Задание:
Кто, согласно фрагменту о книгах серии ЖЗЛ, написал в этой серии книгу о Довлатове?

Касаемо ЖЗЛ, двум самым знаменитым нью-йоркско-питерским писателям как-то особенно, я бы сказал, катастрофически не повезло с книгами про них в этой серии, пусть и по контрасту: панегирик Льва Лосева о Бродском и пасквиль Валерия Попова о Довлатове. Еще вопрос, что хуже. Крайности сходятся. Родоначальник был прав, поставив в параллель хвалу и хулу: «Хвалу и клевету приемли равнодушно и не оспоривай глупца». В обеих книгах – stolen personality, покража личности. А взамен – чучело гороховое.
В книге «Иосиф Бродский. Апофеоз одиночества» дан не триумф, а трагедия поэта. Трагедия – его муза и питательная среда его триумфа. Его личная трагедия стала его триумфом, не перестав быть трагедией.

Предоставленные записи:
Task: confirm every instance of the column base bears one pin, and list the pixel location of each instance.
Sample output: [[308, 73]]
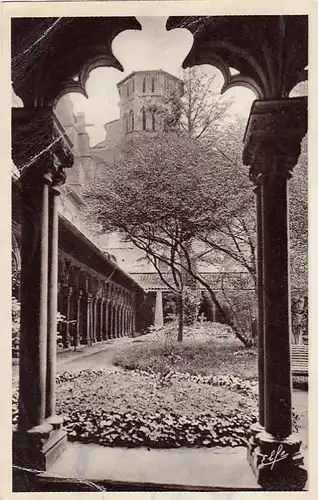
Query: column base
[[277, 464], [38, 448]]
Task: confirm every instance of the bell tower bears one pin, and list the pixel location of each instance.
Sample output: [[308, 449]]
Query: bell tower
[[145, 96]]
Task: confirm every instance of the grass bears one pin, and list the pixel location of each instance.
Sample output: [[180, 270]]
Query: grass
[[209, 351]]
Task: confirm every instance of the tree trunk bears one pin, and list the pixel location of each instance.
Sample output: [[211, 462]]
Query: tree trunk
[[180, 318]]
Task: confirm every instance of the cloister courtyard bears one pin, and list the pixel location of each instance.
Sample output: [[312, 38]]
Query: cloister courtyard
[[159, 268]]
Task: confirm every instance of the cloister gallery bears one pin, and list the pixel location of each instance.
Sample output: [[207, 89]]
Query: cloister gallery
[[269, 54]]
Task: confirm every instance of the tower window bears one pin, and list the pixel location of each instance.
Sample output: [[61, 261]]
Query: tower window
[[144, 119]]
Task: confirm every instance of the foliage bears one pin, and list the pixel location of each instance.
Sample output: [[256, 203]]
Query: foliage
[[162, 206], [202, 107]]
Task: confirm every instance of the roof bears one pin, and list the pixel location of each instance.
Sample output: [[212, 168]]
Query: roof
[[148, 71], [73, 242], [217, 280]]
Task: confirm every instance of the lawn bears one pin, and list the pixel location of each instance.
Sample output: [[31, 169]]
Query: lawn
[[212, 350], [201, 392]]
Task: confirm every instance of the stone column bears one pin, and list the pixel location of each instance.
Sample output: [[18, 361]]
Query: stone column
[[159, 309], [78, 332], [272, 148], [101, 320], [67, 340], [259, 425], [110, 320], [34, 299], [106, 321], [38, 439], [87, 319], [116, 321], [52, 302], [120, 321]]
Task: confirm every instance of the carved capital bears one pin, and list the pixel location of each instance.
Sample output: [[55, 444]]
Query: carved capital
[[39, 148], [272, 142]]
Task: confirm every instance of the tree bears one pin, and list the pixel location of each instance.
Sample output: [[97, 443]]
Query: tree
[[162, 195], [202, 107]]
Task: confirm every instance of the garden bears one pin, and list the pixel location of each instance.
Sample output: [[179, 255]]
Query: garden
[[163, 393]]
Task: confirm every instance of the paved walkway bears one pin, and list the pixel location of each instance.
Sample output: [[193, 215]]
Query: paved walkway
[[99, 355], [220, 467], [201, 468]]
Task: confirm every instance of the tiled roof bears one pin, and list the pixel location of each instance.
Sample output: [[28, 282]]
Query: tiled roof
[[229, 281]]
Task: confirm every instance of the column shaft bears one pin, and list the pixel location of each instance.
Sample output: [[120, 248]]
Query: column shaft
[[261, 305], [278, 409], [159, 309], [34, 301], [52, 302]]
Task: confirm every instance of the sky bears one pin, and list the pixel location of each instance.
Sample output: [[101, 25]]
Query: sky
[[151, 48]]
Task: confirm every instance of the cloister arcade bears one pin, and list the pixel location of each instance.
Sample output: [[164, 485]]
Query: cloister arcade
[[270, 55]]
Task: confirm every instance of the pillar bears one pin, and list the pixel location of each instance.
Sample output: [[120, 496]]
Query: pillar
[[78, 332], [52, 301], [106, 320], [159, 309], [116, 321], [120, 321], [101, 320], [34, 300], [272, 148], [110, 321], [39, 438], [259, 425]]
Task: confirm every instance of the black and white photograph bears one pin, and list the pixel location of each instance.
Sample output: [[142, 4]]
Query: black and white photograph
[[159, 250]]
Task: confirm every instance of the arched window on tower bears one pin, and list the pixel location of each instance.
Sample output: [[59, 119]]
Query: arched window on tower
[[131, 120], [144, 119]]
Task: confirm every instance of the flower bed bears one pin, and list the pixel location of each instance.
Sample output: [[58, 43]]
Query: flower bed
[[138, 408]]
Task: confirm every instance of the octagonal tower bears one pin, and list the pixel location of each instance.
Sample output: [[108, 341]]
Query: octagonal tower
[[146, 97]]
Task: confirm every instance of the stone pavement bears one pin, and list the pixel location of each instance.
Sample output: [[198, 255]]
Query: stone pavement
[[225, 468]]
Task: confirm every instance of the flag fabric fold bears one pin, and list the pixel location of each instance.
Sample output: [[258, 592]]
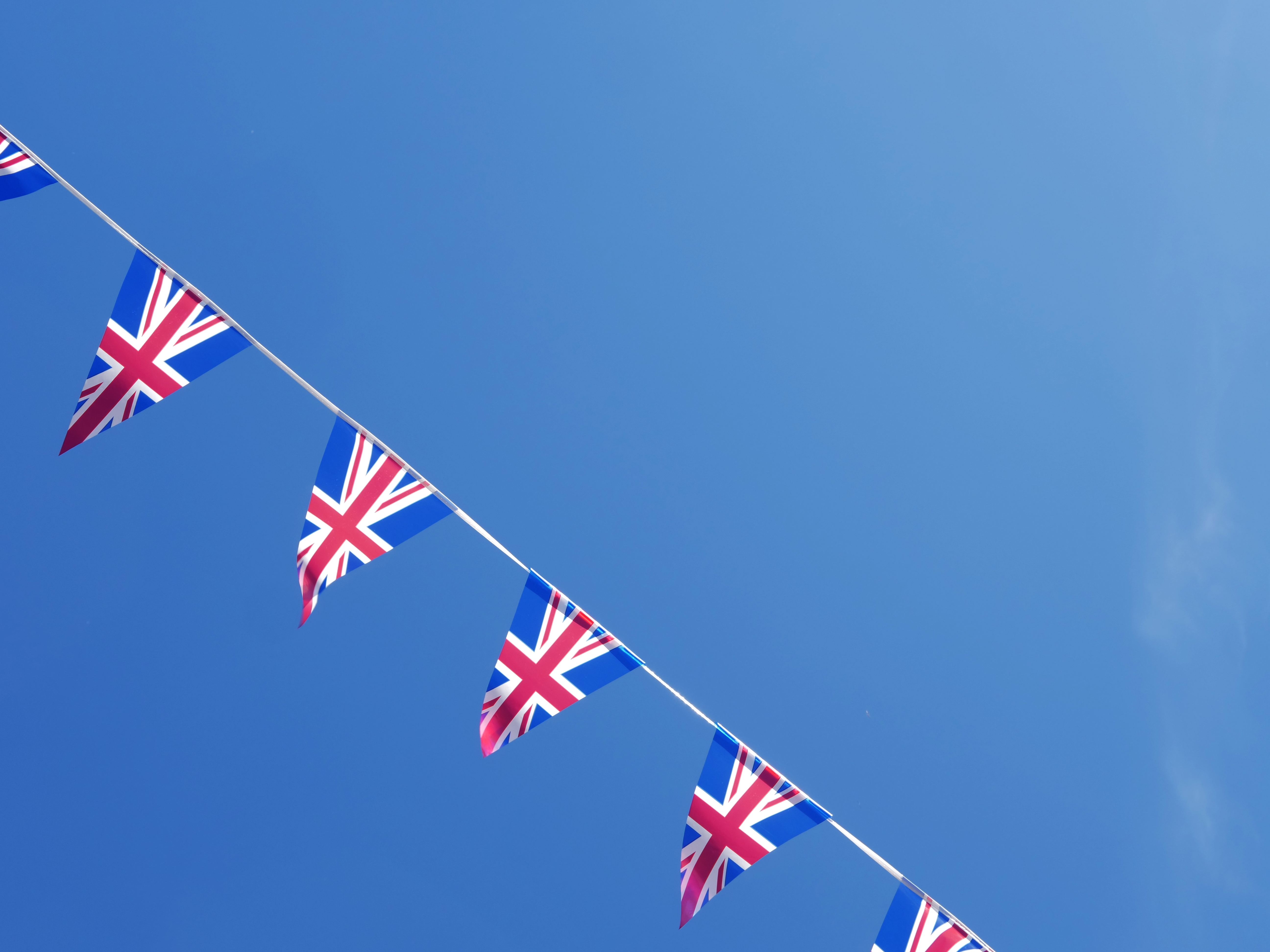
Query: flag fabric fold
[[364, 503], [916, 925], [159, 338], [20, 173], [741, 812], [554, 655]]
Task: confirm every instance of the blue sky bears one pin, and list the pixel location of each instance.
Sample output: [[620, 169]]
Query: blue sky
[[895, 381]]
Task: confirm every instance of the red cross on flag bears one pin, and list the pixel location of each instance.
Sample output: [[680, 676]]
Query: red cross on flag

Ответ на задание:
Валерий Попов.